Dataset excerpts on object pointing:
— BEGIN —

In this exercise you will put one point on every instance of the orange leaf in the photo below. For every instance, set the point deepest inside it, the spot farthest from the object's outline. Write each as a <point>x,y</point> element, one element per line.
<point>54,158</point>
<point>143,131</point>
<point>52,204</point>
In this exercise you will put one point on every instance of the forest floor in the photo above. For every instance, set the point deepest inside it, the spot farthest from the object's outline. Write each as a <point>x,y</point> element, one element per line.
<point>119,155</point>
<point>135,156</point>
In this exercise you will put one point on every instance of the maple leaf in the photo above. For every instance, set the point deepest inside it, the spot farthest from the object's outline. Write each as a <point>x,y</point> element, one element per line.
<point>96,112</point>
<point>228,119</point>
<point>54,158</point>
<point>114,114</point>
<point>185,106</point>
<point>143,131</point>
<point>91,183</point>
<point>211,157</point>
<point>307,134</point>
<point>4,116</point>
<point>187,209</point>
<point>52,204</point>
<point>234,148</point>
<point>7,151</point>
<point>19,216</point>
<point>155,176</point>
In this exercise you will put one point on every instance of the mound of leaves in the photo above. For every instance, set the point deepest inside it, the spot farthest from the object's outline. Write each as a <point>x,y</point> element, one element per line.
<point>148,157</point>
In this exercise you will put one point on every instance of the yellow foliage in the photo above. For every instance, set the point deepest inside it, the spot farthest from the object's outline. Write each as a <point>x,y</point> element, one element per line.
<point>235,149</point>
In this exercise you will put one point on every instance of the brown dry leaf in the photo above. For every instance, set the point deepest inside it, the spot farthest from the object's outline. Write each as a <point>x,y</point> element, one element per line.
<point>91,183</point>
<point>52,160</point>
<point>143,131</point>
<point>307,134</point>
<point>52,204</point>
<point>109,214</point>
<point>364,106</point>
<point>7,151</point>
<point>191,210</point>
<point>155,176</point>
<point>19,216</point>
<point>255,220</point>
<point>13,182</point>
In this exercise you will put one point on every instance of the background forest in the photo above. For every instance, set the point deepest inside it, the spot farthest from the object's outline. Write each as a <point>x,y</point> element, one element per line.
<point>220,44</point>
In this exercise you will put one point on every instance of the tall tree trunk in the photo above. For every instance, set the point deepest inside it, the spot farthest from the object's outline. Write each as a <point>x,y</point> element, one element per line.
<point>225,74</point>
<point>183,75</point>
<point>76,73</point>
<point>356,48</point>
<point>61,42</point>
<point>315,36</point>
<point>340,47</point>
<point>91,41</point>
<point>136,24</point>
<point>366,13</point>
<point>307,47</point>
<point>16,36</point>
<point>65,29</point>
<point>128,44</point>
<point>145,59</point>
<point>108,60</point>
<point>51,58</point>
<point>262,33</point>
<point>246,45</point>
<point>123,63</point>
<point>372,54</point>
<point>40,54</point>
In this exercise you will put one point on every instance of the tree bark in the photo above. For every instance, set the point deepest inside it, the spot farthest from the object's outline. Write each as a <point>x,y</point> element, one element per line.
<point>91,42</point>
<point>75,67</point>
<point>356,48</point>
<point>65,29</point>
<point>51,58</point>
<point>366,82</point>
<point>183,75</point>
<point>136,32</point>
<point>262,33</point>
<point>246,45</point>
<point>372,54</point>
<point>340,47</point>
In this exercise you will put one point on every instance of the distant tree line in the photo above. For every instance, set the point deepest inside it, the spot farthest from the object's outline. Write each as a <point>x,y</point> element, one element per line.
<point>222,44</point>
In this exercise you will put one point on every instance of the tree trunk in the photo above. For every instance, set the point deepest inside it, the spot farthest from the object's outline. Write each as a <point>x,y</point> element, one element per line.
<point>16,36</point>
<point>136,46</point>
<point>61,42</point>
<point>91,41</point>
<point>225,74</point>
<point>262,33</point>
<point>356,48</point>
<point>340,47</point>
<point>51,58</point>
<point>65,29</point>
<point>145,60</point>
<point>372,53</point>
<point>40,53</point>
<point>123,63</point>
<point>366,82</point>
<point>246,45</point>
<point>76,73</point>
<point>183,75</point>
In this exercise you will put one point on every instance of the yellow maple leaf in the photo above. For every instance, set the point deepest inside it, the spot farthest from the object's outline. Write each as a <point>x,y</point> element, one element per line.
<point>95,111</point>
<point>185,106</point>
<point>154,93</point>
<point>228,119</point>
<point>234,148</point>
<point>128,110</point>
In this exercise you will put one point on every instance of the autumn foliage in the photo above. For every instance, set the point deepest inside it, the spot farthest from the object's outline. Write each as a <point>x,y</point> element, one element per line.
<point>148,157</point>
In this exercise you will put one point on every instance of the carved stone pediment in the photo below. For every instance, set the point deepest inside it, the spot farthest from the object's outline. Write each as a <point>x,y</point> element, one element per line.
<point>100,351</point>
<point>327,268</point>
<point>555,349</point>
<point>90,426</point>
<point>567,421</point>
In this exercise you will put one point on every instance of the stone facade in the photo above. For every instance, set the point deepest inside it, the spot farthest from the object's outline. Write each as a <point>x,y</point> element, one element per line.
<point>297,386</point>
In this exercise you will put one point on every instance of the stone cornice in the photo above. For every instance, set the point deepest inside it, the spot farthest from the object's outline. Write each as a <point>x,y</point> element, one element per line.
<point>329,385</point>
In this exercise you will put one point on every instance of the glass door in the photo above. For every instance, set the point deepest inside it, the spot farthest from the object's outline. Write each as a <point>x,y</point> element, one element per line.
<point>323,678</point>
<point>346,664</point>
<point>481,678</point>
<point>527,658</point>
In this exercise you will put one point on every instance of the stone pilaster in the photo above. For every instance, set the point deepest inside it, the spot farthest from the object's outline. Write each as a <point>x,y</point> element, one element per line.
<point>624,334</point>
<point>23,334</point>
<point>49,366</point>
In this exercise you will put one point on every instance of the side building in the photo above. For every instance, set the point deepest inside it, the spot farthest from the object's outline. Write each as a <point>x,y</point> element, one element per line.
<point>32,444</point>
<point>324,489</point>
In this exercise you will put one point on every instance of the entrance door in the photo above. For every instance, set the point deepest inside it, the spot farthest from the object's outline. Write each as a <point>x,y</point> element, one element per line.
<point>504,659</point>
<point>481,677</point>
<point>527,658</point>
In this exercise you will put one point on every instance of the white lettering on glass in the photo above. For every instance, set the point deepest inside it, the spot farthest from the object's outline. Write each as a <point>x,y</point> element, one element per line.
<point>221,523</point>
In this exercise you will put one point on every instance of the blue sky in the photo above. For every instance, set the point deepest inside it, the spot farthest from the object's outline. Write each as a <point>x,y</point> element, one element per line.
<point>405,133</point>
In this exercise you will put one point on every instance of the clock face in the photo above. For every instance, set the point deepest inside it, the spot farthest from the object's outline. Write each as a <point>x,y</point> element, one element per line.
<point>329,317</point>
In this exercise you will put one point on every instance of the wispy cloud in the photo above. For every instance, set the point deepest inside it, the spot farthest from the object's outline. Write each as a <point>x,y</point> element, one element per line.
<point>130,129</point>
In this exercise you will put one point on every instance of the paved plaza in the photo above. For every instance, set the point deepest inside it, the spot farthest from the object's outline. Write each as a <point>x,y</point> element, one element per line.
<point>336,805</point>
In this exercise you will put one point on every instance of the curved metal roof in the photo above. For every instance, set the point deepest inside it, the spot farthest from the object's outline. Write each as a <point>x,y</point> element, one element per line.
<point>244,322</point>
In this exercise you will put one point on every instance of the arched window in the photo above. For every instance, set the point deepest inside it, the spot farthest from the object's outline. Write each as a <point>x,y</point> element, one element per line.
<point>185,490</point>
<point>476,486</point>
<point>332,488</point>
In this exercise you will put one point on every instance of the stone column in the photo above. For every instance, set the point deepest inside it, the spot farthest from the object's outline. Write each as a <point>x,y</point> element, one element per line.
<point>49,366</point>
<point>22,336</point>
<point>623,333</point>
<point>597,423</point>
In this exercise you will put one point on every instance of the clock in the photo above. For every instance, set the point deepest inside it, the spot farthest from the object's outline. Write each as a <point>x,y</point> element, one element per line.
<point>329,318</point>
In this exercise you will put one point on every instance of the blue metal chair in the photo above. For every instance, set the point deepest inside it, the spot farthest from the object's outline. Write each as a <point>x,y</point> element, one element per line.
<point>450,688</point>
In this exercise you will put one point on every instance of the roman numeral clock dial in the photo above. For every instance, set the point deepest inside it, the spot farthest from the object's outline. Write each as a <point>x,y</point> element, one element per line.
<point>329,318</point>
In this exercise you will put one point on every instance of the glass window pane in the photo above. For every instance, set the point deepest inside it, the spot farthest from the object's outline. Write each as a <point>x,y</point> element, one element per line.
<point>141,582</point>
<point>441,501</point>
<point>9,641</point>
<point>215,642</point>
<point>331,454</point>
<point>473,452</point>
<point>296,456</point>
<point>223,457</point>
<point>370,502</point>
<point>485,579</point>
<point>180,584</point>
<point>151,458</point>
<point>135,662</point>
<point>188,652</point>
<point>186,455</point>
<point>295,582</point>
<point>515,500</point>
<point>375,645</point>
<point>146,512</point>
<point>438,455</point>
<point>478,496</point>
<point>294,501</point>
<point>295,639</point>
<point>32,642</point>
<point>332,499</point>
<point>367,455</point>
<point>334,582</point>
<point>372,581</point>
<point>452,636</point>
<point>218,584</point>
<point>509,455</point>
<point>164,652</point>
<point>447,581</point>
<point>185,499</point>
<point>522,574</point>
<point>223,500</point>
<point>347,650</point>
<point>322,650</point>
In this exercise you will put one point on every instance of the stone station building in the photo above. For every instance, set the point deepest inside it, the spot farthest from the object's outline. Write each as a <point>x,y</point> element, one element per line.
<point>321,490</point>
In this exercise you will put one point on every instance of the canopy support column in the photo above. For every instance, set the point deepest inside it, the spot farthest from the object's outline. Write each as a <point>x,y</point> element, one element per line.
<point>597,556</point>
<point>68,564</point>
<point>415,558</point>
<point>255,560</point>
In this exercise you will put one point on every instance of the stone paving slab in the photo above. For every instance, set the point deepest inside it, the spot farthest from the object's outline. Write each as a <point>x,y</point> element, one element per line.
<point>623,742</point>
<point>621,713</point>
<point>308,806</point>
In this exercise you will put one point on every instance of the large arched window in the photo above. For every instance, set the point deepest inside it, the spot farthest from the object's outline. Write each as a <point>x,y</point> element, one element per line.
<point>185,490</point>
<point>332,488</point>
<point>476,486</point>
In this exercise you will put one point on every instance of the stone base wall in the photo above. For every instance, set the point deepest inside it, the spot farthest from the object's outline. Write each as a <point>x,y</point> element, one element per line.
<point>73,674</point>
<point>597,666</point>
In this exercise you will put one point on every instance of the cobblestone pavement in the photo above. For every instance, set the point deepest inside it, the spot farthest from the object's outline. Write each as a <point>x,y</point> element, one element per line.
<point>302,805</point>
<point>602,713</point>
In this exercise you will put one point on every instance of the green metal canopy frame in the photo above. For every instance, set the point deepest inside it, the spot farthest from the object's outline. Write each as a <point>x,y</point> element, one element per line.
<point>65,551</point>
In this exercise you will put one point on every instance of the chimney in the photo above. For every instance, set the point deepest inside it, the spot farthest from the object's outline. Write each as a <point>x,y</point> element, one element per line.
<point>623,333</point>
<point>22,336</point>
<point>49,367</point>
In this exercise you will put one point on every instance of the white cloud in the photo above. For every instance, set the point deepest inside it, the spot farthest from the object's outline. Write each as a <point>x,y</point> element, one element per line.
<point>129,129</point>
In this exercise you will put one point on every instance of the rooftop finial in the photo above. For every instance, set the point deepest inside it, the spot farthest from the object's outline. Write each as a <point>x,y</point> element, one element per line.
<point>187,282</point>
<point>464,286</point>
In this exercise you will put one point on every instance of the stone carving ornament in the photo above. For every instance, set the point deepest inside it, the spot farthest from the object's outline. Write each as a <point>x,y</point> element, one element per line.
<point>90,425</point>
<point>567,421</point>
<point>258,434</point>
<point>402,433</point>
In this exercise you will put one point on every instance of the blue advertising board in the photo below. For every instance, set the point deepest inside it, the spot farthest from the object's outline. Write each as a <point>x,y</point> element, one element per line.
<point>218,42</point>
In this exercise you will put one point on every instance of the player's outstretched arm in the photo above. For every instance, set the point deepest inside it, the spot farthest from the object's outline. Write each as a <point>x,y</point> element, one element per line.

— END —

:: WHAT IS EXPECTED ::
Quote exactly and only the lines from the one holding "of the rooftop" through the end of the data.

:: FINISHED ANSWER ::
In this exercise you will put one point on every instance of the rooftop finial in the photo above. For every instance, set the point deepest inside it, the spot farthest from the object's outline. Write each as a <point>x,y</point> element, one element per line.
<point>187,282</point>
<point>464,286</point>
In this exercise you will put one point on every instance of the stone carving ornament in the photo above. For every instance, set the point deepest inside it, the spot farthest from the object's outline. Write each as a <point>x,y</point> element, one element per line.
<point>90,425</point>
<point>567,421</point>
<point>258,434</point>
<point>402,433</point>
In this exercise you will put one point on every instance of the blue advertising board in the photo below. For every instance, set the point deepest inside it, the spot farthest from the object's outline. Write each as a <point>x,y</point> element, one element per line.
<point>218,42</point>
In this exercise you will put one point on every instance of the player's outstretched arm in the photo above. For every instance, set the point deepest inside it, the spot farthest from the object's outline. Write each as a <point>x,y</point> element, one element per line.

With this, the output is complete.